Quoted text:
The core of my artistic practice rests on three foundational pillars. The first is an attraction to lines. I have always had a genuine fascination with lines. I think it’s interesting how the primary component of all complex forms can be ambiguously loaded with meaning. A line can connect and separate, enclose and exclude, direct and misdirect, all at the same time. To a large extent, my work is a three-dimensional manifestation of lines. I amplify their complexity by enabling them to catch pockets of light and cast subtle shadows. This becomes an avenue to tease out smaller stories within wider narratives visually. The second pillar is the seeming neutrality of paper. I view paper as a conceptual Trojan horse. It’s a basic, unassuming material that exists in the backgrounds of our lives: bland, reliable, and ordinary. By making paper the visual centrepiece of my art, I encourage my audience to reconsider the material’s value and potential. This re-examination also underscores a running theme in my practice, which is that things are rarely what they appear to be.

Material for this task:
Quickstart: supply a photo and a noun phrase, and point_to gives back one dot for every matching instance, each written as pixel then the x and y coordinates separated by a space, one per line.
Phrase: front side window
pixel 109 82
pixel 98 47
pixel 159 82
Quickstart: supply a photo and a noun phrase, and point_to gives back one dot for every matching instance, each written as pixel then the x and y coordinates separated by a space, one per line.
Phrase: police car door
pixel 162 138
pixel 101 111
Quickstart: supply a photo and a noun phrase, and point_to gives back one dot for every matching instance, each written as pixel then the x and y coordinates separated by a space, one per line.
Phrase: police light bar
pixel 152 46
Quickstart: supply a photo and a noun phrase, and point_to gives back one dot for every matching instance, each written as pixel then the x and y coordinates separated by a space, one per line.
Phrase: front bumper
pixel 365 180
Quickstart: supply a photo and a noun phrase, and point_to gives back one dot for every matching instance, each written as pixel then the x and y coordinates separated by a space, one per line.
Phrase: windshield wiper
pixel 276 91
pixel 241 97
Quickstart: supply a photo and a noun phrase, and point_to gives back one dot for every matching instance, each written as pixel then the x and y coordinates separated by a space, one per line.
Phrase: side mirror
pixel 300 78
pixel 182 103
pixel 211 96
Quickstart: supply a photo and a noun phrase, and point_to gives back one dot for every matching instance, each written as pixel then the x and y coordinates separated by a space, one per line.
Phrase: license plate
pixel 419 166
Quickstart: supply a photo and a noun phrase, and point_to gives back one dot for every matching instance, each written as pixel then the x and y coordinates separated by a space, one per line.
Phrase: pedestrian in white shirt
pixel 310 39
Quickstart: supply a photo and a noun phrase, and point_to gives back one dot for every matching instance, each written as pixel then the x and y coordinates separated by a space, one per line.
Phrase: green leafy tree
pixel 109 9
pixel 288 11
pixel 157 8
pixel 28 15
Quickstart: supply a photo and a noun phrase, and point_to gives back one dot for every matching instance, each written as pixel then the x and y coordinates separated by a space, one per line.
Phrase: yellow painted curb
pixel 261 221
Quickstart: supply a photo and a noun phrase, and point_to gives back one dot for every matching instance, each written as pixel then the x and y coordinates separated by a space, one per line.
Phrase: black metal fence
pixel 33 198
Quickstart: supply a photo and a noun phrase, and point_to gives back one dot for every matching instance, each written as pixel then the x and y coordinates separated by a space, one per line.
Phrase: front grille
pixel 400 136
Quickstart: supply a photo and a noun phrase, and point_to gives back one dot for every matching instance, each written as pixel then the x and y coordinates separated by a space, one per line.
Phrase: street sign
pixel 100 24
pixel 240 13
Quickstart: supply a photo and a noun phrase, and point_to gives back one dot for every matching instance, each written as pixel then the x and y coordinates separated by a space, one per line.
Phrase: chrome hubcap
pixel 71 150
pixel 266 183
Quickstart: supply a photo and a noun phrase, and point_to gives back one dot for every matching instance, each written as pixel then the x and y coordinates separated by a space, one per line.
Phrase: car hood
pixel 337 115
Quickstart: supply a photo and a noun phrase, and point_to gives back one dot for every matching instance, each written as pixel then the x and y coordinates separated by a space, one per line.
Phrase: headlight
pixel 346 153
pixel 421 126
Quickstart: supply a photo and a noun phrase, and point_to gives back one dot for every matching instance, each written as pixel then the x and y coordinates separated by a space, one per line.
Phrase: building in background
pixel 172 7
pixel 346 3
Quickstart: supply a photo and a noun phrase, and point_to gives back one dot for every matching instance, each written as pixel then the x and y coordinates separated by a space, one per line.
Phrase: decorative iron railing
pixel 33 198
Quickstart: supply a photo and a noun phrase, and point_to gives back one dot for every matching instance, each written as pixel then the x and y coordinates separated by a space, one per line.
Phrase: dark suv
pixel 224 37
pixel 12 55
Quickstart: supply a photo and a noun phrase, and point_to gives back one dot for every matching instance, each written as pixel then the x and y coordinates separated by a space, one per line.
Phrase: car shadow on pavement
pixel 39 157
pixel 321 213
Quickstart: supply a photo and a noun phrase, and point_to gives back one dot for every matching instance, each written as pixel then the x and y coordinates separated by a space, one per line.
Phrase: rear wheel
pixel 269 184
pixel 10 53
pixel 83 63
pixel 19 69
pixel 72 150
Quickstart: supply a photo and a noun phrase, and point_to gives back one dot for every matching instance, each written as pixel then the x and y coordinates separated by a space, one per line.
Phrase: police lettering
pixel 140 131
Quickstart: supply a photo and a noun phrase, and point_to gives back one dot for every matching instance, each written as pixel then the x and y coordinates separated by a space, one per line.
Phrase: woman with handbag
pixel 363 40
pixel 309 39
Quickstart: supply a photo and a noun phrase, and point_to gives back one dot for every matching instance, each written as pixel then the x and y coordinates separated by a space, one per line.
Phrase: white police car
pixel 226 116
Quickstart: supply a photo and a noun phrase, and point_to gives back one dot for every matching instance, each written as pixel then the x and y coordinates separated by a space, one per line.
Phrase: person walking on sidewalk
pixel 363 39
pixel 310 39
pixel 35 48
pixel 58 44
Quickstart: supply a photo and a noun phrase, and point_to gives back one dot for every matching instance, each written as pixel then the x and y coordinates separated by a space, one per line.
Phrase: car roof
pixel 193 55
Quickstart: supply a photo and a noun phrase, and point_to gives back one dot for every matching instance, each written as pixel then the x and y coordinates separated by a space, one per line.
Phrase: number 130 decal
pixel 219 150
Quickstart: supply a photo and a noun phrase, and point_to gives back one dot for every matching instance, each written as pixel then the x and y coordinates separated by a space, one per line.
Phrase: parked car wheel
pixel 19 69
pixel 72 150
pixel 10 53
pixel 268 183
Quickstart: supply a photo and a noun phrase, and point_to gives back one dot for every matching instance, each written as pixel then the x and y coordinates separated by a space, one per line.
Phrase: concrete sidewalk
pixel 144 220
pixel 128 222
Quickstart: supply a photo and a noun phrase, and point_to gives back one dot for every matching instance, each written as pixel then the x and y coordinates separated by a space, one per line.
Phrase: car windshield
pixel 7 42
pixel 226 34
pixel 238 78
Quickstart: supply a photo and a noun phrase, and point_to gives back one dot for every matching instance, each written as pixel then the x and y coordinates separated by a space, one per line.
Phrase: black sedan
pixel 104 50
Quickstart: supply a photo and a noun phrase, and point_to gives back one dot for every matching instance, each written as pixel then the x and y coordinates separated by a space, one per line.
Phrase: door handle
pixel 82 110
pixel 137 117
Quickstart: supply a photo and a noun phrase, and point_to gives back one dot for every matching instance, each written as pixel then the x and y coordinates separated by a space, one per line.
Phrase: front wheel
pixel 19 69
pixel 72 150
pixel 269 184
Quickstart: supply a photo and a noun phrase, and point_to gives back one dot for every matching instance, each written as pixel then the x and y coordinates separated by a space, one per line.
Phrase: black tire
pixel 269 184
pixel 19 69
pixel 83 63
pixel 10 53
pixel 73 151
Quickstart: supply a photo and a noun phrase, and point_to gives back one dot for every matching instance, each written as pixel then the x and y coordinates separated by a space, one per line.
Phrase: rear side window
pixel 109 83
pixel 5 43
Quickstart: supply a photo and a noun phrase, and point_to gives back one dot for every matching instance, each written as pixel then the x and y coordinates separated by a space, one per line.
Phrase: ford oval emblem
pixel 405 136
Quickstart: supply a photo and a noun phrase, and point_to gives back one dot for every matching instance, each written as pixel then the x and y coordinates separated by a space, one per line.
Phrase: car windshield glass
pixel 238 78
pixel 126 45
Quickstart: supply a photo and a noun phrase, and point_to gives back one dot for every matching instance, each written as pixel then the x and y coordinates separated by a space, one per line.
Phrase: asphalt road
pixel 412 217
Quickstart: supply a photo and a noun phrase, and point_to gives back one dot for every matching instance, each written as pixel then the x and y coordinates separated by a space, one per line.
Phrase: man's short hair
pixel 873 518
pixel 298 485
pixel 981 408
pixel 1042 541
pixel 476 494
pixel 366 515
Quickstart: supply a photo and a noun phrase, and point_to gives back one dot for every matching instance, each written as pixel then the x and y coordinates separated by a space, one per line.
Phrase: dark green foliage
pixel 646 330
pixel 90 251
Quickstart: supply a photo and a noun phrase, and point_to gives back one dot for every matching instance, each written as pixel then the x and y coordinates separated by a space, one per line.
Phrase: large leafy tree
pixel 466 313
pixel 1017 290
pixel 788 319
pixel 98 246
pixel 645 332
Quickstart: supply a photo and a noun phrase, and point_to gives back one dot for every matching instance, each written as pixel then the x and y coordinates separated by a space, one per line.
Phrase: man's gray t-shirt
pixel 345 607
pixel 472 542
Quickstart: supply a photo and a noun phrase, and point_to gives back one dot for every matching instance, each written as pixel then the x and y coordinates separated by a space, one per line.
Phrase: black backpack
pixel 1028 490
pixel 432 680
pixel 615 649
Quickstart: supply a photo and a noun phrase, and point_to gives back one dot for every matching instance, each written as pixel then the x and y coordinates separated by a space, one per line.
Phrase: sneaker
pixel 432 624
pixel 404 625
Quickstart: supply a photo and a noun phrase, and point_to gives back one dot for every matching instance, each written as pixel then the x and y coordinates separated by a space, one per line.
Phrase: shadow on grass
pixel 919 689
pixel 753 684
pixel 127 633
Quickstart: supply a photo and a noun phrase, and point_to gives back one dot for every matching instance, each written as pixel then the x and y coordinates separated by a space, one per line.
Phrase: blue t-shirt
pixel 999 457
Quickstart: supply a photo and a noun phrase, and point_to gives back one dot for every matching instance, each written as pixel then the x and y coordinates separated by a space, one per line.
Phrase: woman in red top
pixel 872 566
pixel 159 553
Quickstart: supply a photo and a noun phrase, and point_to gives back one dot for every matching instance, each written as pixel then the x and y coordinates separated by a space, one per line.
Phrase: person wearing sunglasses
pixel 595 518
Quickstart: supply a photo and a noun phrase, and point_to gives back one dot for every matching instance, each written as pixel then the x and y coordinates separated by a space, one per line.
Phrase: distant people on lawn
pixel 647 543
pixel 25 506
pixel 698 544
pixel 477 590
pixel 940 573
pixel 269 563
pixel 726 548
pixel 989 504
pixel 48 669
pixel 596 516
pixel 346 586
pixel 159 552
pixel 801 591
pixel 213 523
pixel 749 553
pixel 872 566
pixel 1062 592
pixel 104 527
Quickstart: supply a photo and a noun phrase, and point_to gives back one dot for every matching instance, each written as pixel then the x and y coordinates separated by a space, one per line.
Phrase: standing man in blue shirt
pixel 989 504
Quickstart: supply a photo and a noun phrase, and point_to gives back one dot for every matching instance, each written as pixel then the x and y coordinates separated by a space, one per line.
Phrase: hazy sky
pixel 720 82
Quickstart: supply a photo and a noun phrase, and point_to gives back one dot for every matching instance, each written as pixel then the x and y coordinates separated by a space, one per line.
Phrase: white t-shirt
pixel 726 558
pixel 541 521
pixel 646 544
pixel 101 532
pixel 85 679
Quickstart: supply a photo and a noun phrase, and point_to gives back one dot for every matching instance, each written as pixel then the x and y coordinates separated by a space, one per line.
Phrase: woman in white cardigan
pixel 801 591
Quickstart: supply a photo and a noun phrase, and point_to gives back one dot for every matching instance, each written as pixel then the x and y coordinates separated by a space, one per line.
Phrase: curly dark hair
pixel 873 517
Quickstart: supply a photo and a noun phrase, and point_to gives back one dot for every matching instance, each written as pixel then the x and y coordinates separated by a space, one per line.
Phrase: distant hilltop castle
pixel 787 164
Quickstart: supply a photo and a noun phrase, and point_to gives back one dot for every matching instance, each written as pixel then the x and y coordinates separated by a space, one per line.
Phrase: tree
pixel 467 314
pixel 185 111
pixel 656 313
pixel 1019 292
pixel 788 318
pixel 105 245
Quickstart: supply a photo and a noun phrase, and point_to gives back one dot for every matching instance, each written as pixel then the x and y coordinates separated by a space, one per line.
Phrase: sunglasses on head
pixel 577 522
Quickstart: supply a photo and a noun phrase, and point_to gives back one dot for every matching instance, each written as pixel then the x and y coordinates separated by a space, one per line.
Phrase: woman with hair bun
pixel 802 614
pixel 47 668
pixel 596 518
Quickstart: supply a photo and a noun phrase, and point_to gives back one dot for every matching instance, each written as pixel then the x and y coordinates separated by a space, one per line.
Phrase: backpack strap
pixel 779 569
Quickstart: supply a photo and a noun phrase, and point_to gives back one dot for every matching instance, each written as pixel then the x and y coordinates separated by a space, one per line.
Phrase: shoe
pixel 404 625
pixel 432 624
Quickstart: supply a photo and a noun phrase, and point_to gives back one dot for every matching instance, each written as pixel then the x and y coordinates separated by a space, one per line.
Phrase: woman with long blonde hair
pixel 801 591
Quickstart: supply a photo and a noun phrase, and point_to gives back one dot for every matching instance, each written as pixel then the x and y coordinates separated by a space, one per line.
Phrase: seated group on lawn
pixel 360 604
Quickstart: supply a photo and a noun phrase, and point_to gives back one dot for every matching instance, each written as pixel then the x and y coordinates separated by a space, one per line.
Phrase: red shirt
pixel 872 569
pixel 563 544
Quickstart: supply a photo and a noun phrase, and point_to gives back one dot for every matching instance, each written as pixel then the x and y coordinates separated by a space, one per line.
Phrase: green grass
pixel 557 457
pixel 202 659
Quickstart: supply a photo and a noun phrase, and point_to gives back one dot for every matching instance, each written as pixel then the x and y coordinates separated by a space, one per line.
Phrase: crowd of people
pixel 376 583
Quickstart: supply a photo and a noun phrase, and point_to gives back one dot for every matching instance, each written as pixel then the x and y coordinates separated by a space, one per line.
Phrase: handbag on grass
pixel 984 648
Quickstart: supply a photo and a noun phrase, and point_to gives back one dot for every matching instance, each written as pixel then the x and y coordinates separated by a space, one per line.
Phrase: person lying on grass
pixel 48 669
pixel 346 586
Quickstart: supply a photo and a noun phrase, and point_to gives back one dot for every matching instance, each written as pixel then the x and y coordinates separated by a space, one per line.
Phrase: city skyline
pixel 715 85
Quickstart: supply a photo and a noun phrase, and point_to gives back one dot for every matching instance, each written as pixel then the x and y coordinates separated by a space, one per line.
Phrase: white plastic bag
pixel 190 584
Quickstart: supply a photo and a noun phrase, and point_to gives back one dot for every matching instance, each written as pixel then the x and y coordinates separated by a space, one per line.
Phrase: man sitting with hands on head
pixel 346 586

Work instructions:
1. Which lines of the entries contain the word "black"? Return each of those lines, and treat the match as case-sensitive.
2. Could you extend the artist's statement about lines and paper, picking up right after its final sentence?

Expected responses:
1.
Phrase: black metal fence
Phrase: black sedan
Phrase: black tire
Phrase: black backpack

2.
The use of fabrics in Yorùbá, Nigerian society is my third pillar. Across my practice, I use fabrics as a reference to the practice of Aṣọ ẹbi in Nigerian society. Aṣọ ẹbi, which translates to “family cloth” refers to the selection of a fabric that serves as a “uniform” worn by families and friends alike during communal ceremonies such as weddings, birthdays and funerals. It is intended to be a show of love, support and camaraderie. The practice has, however, been corrupted in contemporary times, becoming a common source of disputes when prices are excessively inflated to turn a profit and community members are unable or unwilling to acquire the fabric. My use of fabrics references how the positive can quickly mutate to take on negative connotations. It is also a visual representation of societal pressure and expectations.
I enjoy exploring themes related to gender, memory, mythology and identity. My work involves placing strips of paper on their edges to create forms. It is a rather labour-intensive process as each strip must be manually measured, manipulated and secured. I approach paper as a means of painting without pigments. The visual complexity of my art becomes a visual metaphor for the difficulty of the themes I tackle. My art is often visually playful and engaging, characterised by intricacy and bright colours. I think of the visual accessibility of my work as a “trap” of sorts. It lures an audience into engaging before revealing the darker subject matter the work deals with, a constant reminder of the fallacy of face value.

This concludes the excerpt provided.